Begin at the line that has "Guideline — for every instance of the ground" and stop after the last of the items, then write out only those lines again, requests included. Scale each coordinate in the answers by 0.4 and round it to a whole number, with halves rounding up.

§ Records to use
● ● ● ● ●
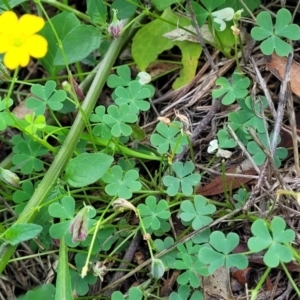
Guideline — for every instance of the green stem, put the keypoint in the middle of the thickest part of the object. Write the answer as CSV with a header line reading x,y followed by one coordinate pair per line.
x,y
294,285
261,281
66,151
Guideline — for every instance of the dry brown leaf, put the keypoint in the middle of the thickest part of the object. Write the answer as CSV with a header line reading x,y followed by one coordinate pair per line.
x,y
277,65
21,110
215,187
217,286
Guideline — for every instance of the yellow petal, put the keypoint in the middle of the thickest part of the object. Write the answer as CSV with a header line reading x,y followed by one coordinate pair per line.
x,y
16,57
8,22
30,24
36,46
4,44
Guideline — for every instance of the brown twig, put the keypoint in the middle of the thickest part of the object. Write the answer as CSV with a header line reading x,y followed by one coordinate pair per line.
x,y
200,128
282,103
201,39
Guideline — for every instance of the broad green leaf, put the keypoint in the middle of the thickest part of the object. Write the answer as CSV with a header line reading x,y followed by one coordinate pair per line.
x,y
45,292
121,184
125,8
237,5
87,168
65,209
21,232
149,42
97,11
224,244
78,44
161,5
262,238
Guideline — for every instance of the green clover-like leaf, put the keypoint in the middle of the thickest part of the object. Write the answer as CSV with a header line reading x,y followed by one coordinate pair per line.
x,y
193,270
134,96
121,184
169,258
122,79
271,35
45,96
184,179
169,137
152,212
65,208
117,117
25,194
277,250
219,255
237,90
35,123
197,212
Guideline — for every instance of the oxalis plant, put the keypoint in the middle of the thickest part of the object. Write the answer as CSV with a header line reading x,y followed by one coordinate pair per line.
x,y
79,187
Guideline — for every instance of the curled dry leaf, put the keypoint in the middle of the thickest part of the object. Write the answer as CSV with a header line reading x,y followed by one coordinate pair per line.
x,y
277,66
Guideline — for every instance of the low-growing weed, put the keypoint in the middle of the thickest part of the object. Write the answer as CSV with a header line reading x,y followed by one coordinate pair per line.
x,y
88,177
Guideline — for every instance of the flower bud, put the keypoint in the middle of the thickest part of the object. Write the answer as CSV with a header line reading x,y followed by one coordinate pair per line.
x,y
99,269
157,268
121,204
116,26
9,177
79,225
144,78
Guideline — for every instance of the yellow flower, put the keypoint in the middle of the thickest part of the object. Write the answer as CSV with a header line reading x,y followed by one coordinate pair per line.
x,y
18,39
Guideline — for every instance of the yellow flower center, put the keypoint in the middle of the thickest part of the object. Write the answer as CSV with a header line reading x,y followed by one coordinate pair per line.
x,y
17,41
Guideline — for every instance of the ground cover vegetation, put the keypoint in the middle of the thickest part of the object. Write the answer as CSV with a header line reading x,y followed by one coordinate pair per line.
x,y
149,149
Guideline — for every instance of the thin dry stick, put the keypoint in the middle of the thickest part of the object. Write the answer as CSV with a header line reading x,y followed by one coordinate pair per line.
● ● ● ● ●
§ Solution to this exercise
Guideline — for every instance of the ground cover vegetation, put the keypoint in the middle of the thickest part of the object. Write the answer as CSV with a header line reading x,y followed by one coordinate pair per line.
x,y
60,60
Guideline — for every instance of the thin dry stick, put the keypoint in the middle of the thickest part of the object. Write the answer as CSV with a header line reading x,y followed by one coordinate pair per line.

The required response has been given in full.